| TO DO |
If a line in the entries contains the word "railing", list it.

Records from a collection
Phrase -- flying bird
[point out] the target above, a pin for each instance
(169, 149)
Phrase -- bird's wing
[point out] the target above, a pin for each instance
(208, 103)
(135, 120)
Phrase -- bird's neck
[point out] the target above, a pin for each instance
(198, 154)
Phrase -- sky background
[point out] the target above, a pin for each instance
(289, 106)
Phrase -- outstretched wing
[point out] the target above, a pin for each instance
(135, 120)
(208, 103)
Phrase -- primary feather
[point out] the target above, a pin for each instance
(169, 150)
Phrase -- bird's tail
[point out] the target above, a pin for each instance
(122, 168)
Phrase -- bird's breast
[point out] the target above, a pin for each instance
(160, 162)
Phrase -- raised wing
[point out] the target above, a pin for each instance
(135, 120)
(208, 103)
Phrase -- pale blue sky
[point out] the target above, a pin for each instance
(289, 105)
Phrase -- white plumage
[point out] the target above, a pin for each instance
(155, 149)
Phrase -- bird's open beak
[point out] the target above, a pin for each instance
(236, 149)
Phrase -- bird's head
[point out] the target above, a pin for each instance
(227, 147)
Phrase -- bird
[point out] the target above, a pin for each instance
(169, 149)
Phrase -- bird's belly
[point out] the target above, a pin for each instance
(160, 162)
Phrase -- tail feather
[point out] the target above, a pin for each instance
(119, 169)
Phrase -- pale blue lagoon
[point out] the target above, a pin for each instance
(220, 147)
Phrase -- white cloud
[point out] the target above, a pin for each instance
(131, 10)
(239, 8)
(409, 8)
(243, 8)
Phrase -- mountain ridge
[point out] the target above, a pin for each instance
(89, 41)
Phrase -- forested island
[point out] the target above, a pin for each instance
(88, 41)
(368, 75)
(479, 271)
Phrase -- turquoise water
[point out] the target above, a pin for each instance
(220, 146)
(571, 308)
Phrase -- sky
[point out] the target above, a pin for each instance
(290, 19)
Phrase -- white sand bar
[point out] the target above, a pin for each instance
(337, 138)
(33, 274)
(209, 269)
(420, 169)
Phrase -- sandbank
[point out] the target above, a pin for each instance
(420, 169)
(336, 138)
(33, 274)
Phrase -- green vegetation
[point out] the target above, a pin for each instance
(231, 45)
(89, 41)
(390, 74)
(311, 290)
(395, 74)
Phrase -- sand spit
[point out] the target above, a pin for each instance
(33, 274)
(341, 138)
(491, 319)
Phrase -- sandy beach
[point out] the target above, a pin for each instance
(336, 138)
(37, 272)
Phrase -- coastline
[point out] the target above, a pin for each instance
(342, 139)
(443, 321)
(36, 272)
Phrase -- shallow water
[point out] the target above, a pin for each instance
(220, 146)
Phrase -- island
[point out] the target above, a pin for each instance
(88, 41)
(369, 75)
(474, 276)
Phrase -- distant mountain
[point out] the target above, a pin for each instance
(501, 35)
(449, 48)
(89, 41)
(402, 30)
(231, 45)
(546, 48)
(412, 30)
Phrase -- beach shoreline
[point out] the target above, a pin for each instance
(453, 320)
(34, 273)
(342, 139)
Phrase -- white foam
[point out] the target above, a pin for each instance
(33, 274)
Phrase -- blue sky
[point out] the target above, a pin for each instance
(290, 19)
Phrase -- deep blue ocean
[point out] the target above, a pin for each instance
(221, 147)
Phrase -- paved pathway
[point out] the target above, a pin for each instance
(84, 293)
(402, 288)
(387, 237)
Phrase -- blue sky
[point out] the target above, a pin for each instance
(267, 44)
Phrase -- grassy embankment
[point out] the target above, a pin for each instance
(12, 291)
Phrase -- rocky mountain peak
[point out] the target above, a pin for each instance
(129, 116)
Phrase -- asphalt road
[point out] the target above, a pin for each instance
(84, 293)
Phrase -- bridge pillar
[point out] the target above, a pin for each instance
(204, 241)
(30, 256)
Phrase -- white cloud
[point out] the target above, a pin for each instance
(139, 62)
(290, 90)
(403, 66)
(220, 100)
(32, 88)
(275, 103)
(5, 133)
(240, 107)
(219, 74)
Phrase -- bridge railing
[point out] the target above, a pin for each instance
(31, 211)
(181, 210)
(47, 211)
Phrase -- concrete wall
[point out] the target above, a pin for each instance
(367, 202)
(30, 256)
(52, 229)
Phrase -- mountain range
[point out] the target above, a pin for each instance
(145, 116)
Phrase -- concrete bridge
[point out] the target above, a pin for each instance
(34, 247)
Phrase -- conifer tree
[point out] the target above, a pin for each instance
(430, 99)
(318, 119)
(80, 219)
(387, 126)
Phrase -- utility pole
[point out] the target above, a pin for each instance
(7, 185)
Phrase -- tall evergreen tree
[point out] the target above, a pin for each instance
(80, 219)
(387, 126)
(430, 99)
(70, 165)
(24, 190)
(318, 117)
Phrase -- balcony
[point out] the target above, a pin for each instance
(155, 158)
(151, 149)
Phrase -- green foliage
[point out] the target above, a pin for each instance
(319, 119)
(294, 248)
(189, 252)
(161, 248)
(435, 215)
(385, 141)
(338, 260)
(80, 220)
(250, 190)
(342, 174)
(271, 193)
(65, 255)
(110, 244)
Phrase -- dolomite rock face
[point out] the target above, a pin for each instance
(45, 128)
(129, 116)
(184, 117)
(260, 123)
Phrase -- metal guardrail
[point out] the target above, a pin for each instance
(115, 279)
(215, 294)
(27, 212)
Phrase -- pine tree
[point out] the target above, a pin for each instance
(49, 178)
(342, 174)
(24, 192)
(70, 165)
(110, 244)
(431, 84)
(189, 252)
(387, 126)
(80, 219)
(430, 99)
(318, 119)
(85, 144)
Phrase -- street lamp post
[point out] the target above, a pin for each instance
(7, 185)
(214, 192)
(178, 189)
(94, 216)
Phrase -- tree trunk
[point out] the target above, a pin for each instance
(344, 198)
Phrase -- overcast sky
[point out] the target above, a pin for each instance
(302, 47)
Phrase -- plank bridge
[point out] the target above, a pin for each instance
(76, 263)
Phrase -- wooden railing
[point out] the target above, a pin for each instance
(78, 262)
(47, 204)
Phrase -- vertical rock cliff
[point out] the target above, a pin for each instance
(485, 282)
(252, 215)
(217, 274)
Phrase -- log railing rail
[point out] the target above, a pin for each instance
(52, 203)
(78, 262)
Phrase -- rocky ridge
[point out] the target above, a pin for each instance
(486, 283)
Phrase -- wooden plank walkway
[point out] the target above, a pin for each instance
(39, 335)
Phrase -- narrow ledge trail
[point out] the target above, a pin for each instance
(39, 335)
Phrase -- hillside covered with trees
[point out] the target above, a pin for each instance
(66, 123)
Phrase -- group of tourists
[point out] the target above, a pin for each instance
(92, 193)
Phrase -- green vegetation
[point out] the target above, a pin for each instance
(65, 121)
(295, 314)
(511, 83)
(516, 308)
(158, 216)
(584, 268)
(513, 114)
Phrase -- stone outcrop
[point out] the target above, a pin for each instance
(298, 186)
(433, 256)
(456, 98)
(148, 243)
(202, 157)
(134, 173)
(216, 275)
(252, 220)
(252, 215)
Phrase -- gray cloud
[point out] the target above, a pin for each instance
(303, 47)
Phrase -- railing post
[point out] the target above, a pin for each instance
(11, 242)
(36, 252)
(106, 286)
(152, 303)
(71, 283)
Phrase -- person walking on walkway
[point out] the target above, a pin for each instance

| TASK ANSWER |
Phrase -- bridge railing
Phrase -- wooden railing
Phrase -- log railing rail
Phrase -- railing post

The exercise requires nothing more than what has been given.